_TASK DIRECTIONS_: An exact copy of all the data is required.

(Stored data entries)
===

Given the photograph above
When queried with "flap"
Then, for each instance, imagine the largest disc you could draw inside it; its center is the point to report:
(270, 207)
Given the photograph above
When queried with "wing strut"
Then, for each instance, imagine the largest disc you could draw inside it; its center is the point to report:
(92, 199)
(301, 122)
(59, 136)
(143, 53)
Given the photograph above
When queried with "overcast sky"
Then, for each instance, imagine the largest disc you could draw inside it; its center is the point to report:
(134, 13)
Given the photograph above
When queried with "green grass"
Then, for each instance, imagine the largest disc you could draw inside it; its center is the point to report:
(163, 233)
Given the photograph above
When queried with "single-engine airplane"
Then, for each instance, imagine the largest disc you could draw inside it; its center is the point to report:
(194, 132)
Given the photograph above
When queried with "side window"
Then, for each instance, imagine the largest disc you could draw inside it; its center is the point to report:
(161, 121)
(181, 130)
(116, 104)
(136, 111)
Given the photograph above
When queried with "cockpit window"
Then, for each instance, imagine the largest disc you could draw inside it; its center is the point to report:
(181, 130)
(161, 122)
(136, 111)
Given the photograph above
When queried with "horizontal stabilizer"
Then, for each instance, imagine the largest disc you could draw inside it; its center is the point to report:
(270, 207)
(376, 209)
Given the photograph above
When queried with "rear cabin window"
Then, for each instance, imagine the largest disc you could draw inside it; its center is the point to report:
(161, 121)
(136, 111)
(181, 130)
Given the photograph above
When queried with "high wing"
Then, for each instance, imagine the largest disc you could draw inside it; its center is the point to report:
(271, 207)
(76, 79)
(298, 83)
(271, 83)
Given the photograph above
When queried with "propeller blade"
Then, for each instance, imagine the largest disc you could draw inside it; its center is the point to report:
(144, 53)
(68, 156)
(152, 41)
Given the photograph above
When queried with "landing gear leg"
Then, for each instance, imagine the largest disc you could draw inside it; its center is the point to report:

===

_ANSWER SPACE_:
Given the photograph above
When queried with "flap"
Then, for each instance, imagine the largest disc you could draw inside it; its center is the point to report:
(270, 207)
Given the photograph above
When queried with "wing strut"
Then, for each instance, imagine the largest disc you could draw inside it; its center is the point to report:
(92, 199)
(301, 122)
(59, 136)
(143, 53)
Given the photograph above
When queried with "overcast sky"
Then, for each instance, imagine the largest disc you could draw inside it; its center is the point to report:
(134, 13)
Given the photograph above
When queried with "green grass"
Then, for each instance, imagine the largest disc you could draw inside it; its center is the point to report:
(163, 233)
Given the photograph above
When queried with "single-engine airplane"
Then, for each instance, imagine the largest disc you could draw inside it; its center is the point to report:
(194, 132)
Given the photograph above
When queried with "side window"
Then, for each instance, imagine the largest disc you could draw inside it; its center is the point to report:
(161, 121)
(181, 130)
(116, 104)
(136, 111)
Given the photograph above
When queried with "cockpit window"
Then, for each instance, imagine the largest disc you could draw inside it; its center is the point to report:
(181, 130)
(161, 122)
(136, 111)
Given the photograph above
When queried with "horizontal stabilizer"
Then, for each instance, imagine the largest disc you could draw inside it; its center is the point to report:
(270, 207)
(376, 209)
Given the photograph above
When queried with "rear cabin window"
Then, for each instance, imagine the largest disc you could draw inside it; its center is the point to report:
(161, 121)
(136, 111)
(181, 130)
Given the photograph above
When queried with "high wing"
Then, for each instance, imagine the largest disc you could draw inside it; its center is the point to report:
(271, 207)
(76, 79)
(298, 83)
(271, 83)
Given the photograph above
When queried with "propeller blade"
Then, for each instance, imagine the largest disc you could draw inside it; its center is the point to report:
(144, 53)
(68, 156)
(152, 41)
Given the photograph above
When queried with "landing gear leg"
Then, for each instance, imagine the largest disc you could draw inside it; its center is the point to report:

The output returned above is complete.